• Selected excerpt
By Richard Labonte
“Exiles in America,” by Christopher Bram. William Morrow, 372 pages, $24.95 hardcover
The fluidity of fidelity, coupled with America’s post-9/11 xenophobia, make for odd but ambitious bedfellows in Bram’s somber ninth novel. Art teacher Daniel and psychiatrist Zack are 21years into a now-sexless but still-sturdy relationship; Daniel cheerfully fools around, and Zack is contentedly celibate. New in the neighborhood are Iranian expatriate Abbas, artist-in-residence at Daniel’s Williamsburg, Va., college, and his Russian-born wife, Elena; theirs is a marriage mostly of convenience but sometimes sexual, between a straight woman and a gay man. Daniel and Abbas are soon having exuberant sex, perhaps even falling in love; Zack and Elena forge a fragile friendship around the passion of their partners. The story veers from the personal into the political – with justifiable paranoia – when two hardnosed FBI agents show up to investigate Abbas after his Iranian brother comes for a visit on the eve of the Iraq War. The intrusion of terrorist politics into the plot is a bit awkward, but Bram’s exploration of the dynamics of love and sex within these two very different relationships bristles with wise authenticity.
“End of Watch,” by Baxter Clare. Bella Books, 258 pages, $13.95 paper
There’s no shortage of lesbian mystery series with gritty cops doing the sleuthing, starting with the contemporary dyke prototype, Katherine V. Forrest’s Los Angeles detective Kate Delafield. Anyone waiting impatiently for the next Delafield, meanwhile, will find hardboiled solace in the novels of Baxter Clare. In this fifth book, alcoholic LAPD lieutenant L.A. Franco – psychologically bedeviled by the murder of her father when she was a child, and finally following the 12 Steps – goes home to New York to make amends for past misdeeds. While there, she stumbles across a clue that leads her, 35 years after her dad’s death, to the killer. Clare’s crisp storytelling – not a word wasted, not an emotion overwrought – nicely captures the tangled squad politics, challenging gender struggles, and stressed romantic life of a lesbian involved in big-city police work. There’s enough backstory woven through this book’s plot that it stands well on its own, but the full arc of Franco’s fictional career is worth following.

Stored records:
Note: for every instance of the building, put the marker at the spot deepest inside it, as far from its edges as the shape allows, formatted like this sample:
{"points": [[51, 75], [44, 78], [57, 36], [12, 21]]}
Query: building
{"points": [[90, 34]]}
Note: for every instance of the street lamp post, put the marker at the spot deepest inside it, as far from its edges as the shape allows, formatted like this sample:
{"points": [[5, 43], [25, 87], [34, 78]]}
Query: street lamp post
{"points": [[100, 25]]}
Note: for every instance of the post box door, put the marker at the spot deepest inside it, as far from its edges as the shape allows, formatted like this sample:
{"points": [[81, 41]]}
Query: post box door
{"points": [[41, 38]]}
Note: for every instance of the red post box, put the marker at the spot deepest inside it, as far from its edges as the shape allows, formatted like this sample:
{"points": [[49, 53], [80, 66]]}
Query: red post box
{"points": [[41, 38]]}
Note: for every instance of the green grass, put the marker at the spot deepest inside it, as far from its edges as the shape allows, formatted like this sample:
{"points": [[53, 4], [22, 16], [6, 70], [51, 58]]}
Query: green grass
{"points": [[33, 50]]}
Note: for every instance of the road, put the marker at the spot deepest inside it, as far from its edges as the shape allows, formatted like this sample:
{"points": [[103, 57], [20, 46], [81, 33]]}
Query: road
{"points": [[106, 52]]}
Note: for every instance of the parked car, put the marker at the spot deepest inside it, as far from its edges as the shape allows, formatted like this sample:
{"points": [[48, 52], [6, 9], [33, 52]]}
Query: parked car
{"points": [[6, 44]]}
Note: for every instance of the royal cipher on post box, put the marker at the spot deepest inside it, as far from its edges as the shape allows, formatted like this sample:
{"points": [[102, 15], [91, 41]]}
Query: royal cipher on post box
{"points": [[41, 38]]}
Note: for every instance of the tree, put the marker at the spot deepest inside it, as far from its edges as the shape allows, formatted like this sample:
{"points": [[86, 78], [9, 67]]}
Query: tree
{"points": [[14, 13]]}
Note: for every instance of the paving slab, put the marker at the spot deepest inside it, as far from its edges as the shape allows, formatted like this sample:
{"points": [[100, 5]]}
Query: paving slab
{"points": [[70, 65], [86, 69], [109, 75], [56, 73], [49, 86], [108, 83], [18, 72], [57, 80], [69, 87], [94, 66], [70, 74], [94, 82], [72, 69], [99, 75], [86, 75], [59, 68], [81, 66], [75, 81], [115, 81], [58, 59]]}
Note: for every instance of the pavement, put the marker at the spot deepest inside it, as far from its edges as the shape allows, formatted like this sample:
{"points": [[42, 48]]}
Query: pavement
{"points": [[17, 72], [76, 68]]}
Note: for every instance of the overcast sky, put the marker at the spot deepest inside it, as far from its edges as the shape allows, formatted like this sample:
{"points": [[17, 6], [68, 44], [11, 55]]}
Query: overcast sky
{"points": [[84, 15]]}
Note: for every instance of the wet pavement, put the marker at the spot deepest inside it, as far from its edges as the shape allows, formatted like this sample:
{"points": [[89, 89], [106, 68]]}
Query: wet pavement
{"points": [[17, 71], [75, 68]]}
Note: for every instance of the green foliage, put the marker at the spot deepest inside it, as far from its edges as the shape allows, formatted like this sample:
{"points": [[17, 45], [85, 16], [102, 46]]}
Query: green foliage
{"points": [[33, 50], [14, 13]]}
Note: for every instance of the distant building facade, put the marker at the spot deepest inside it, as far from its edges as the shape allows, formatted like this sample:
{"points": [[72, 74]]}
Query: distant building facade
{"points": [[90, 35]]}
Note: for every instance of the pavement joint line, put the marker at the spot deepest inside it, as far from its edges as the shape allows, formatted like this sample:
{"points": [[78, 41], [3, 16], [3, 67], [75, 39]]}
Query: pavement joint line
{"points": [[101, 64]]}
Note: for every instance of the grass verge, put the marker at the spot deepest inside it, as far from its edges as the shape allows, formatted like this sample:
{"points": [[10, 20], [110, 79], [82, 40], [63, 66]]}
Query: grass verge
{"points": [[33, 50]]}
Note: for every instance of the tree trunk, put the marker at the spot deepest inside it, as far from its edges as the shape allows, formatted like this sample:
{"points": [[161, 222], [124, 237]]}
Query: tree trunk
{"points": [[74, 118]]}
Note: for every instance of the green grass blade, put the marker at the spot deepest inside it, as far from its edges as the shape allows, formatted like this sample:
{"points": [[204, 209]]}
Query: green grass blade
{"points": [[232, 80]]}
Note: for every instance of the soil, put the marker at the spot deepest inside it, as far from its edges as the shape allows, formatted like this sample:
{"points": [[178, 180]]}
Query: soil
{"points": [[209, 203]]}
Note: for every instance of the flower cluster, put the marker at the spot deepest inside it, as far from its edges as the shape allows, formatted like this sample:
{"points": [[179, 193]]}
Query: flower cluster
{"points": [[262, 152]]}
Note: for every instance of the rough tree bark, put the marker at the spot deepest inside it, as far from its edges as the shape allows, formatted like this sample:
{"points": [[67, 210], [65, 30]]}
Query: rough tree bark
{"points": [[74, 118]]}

• To-do list
1. According to the book reviews, which publisher put out "End of Watch"?
2. Copy out the records starting at the line that contains "Note: for every instance of the flower" and ending with the last line of the records.
The book reviews and the records have nothing to do with each other.

• Task answers
1. Bella Books.

2.
Note: for every instance of the flower cluster, put the marker at the spot deepest inside it, as far from its edges as the shape allows, formatted like this sample:
{"points": [[179, 193]]}
Query: flower cluster
{"points": [[262, 152]]}
Note: for every instance of the rough tree bark, put the marker at the spot deepest inside it, as far from its edges as the shape allows, formatted like this sample:
{"points": [[67, 210], [65, 30]]}
Query: rough tree bark
{"points": [[74, 118]]}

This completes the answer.